_EXCERPT PROVIDED_

Katie Grand - Stylist | Page 5 | the Fashion Spot

Katie Grand - Stylist

A Feb 2009 PRWeek interview with Katie:

Editor's Desk: Katie Grand, LOVE

Describe LOVE's editorial agenda
We try to avoid agendas, and want to create an exciting and compelling new entry into the style sector. It is important not to have rigid sections. We will cover fashion, art, music and style culture.

Who will read it?
Ardent lovers of fashion, style and popular culture the world over. The age range will be broad, and the magazine weighted more toward females.

What makes a great LOVE story?
For the first issue it involved putting an interesting celebrity in interesting fashion, photographed by a great photographer and interviewed by a great writer. It's impossible to compete with newspapers to find 'someone new or interesting' so it is about ideas execution.

Of which story are you most proud?
Terry Richardson's images of Anjelica Huston. Anjelica lived with Terry when he was a child and used to go out with his father, Bob Richardson. The photos are intimate, not retouched. The interview with fashion journalist Jo-Ann Furniss is touching.

Let us into some future plans
We want to keep getting better. While LOVE is a magazine, its reach will be much broader. We want to work on projects that directly involve designers creating products for stores. I want to work outside a magazine's parameters, with the website, blog or retail partners.

What is your PR pet peeve?
My biggest annoyance was at the beginning of February when a lot of PROs weren't at work because of the snow and I had a shoot to do. PROs in general are pretty good. Some become very important when putting a magazine together.

What are your media must-haves?
The Sun, The Times, The Independent, Grazia, The News of The World, W, Interview, British, French, Italian, American and Russian Vogue, British Vanity Fair, I-D, Dazed & Confused, I'm a Celebrity Get Me Out of Here, Come Dine With Me and most things on BBC4.

http://www.prweek.com/uk/news/882780/Editors-Desk-Katie-Grand-LOVE/
 
^^Thanks for posting, i really liked that, she will make a perfect eic of UK Vogue one day.^_^ :heart:
 
Vogue Russia October 2008 Raquel Zimmermann in New Realism

scans by achAT style & photos by KG
 
^What's the styling there? I don't see anything. She's the most overrated stylist of them all. I find her Love magazine boring & repetitive. It's nothing I haven't seen before.

:clap: I was just coming to this thread to say something similar.
 
Katie Grand, the high priestess of British fashion, got engaged while throwing up in a field at the wedding of her friend, the stylist Charlotte Stockdale. Her husband-to-be, Pulp’s bass player, Steve Mackey, held her hair back as he popped the question.

_PROVIDED INFORMATION_
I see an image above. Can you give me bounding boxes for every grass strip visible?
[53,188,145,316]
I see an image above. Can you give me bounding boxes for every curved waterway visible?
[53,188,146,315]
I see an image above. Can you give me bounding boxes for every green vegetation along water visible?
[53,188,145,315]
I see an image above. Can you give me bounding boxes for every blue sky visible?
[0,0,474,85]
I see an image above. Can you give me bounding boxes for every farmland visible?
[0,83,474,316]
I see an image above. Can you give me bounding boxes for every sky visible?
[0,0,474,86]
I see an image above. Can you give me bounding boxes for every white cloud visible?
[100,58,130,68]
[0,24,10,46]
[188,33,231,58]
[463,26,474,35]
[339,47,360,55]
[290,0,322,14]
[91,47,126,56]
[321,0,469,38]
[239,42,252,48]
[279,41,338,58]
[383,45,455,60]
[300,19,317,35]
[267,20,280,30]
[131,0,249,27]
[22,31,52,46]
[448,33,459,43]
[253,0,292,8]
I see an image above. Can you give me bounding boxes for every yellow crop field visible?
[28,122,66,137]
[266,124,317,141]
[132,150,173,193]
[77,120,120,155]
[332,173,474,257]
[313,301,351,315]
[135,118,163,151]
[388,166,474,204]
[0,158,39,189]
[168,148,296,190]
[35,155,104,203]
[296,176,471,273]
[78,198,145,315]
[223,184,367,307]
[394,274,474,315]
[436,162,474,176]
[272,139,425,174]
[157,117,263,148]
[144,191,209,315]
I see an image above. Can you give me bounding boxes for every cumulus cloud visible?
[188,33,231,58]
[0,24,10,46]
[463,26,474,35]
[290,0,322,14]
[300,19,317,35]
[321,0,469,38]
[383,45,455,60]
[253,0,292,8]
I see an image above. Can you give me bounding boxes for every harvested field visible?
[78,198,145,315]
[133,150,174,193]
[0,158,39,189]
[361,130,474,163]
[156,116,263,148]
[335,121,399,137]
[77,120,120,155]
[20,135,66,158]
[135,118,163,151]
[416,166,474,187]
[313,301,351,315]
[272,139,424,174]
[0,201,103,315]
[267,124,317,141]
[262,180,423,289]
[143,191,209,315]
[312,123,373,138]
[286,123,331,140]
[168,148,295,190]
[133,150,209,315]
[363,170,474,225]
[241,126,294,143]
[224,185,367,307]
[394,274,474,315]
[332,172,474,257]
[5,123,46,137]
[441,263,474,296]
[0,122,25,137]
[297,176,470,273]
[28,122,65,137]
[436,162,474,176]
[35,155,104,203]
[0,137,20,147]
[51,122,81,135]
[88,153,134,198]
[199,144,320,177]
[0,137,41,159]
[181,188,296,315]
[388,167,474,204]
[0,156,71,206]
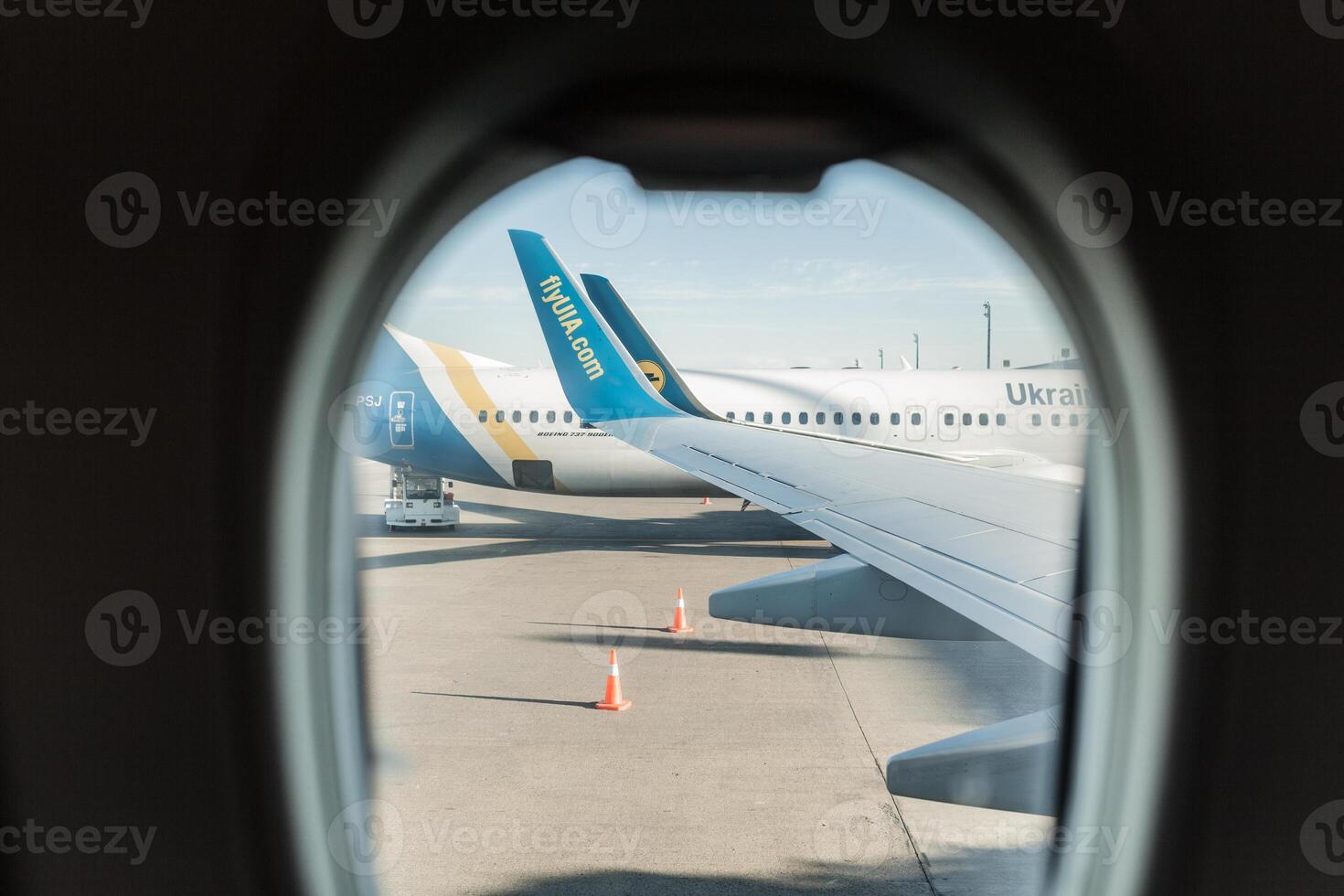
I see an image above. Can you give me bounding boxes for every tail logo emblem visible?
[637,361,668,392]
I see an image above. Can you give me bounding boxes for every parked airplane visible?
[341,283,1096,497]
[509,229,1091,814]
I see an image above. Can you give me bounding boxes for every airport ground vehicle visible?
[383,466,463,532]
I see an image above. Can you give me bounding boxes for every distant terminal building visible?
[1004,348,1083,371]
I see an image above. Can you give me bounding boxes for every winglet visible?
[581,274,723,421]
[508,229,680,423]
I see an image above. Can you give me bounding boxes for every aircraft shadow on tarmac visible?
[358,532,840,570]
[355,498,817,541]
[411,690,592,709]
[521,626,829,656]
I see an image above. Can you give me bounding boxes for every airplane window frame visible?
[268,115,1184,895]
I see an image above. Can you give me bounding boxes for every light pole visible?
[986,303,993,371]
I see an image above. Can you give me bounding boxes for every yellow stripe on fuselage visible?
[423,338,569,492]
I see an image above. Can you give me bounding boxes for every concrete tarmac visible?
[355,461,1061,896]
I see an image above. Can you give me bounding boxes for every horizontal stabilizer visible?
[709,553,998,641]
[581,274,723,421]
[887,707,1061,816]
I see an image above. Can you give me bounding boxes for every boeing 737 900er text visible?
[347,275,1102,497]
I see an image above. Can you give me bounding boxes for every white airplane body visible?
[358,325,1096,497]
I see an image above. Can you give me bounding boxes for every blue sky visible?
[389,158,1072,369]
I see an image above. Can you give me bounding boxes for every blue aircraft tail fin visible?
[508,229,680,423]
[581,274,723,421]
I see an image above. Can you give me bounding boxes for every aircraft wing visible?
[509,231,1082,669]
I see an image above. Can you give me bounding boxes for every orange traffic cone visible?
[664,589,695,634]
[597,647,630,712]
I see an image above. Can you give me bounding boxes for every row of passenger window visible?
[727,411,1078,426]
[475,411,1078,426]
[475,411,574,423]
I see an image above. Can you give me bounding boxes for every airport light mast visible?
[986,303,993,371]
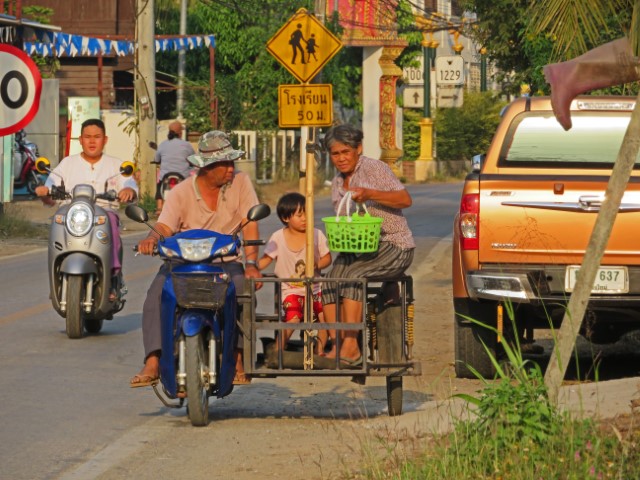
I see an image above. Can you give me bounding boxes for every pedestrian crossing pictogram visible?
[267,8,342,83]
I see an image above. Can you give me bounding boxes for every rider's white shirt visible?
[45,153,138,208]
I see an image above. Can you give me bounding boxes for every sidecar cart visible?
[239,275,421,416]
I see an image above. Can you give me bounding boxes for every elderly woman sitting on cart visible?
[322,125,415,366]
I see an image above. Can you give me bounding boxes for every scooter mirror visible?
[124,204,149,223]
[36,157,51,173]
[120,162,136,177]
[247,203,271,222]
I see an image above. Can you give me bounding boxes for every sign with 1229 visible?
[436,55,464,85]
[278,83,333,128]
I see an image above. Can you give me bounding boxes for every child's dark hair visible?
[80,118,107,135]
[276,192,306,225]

_TASK REQUIREMENTS_
1 – Answer from the Katie Grand page:
(a) Toward which readers does Grand say LOVE will be weighted?
(b) Which journalist did the interview in the story Grand is most proud of?
(c) Who proposed to Grand, and at whose wedding?
2 – Swap "celebrity" for "musician" in the passage of the Katie Grand page that begins at the words "Who will read" and ends after "Furniss is touching.", then write out that passage.
3 – Write the next part of the Katie Grand page.
The records have nothing to do with the Katie Grand page.

_TASK-BY-TASK ANSWERS_
1 –
(a) Females.
(b) Jo-Ann Furniss.
(c) Steve Mackey, Pulp's bass player, proposed at the wedding of the stylist Charlotte Stockdale.

2 –
Who will read it?
Ardent lovers of fashion, style and popular culture the world over. The age range will be broad, and the magazine weighted more toward females.

What makes a great LOVE story?
For the first issue it involved putting an interesting musician in interesting fashion, photographed by a great photographer and interviewed by a great writer. It's impossible to compete with newspapers to find 'someone new or interesting' so it is about ideas execution.

Of which story are you most proud?
Terry Richardson's images of Anjelica Huston. Anjelica lived with Terry when he was a child and used to go out with his father, Bob Richardson. The photos are intimate, not retouched. The interview with fashion journalist Jo-Ann Furniss is touching.

3 –
“It was kind of really romantic and really unromantic.” She grins her trademark gap-toothed grin at me. “I’m very rarely sick and Charlotte Stockdale is very rarely sick — but she was sick at my wedding as well. Either one of us was pregnant or we just drank too much at each other’s weddings.”

It was the latter. The marriage took place on July 11, in a romantic church in the middle of Upper Saranac Lake in New York state — a place they had discovered on a previous getaway. The wedding was tiny — the hotel was at capacity with the 35 close friends, family and fashion luminaries that had been invited, so there was a bit of a hoo-ha when Marc Jacobs rang to say he was going to drop by in his helicopter for a surprise visit.

They ate cheese sandwiches and drank 28 bottles of vodka, as well as champagne, wine and tequila, served by David Waddington from the hip London restaurant Bistrotheque.

“It was all a bit much really,” says Grand. “We were in church in the middle of a lake and there was a thunderstorm. I’m not a very religious person, but it was so romantic.

I fainted twice at the altar.” She likes to pretend she is a practical sort, but there is a definite air of the unreal in her voice. “My dad was there looking dead chuffed with all these really dolled-up girls cooing over him.”

Never a slave to tradition, the bride spurned white. “I wore an Azzedine Alaïa brown snakeskin dress, which he tortured me for about two months to get into, but at least it’s something I can wear again. I didn’t want some stupid white dress; it seems like such a waste.

A friend in Birmingham used to make wedding dresses and we’d think it was funny to try them on, these big meringue numbers.” rand’s influence in the world of fashion is enormous. If you have passed a Calvin Klein underwear advert on a billboard or flicked over an Armani Jeans advert in a magazine — she picked the models and the clothes, decided the mood. If you have bought a pair of knock-off Louis Vuitton shoes in the past two years — well, she helped design the original. She may not be a household name, but everyone at some point will have seen, worn or wanted to wear her work. That celebrities and leading fashion designers practically fall over themselves to heap fawning accolades on her bears testimony to Grand’s considerable power. She possesses the mysterious “cool” factor that so many aspire to. Yet, for someone who hangs out with Marc Jacobs, Victoria Beckham, Agyness Deyn and Patsy Kensit, she seems remarkably ordinary.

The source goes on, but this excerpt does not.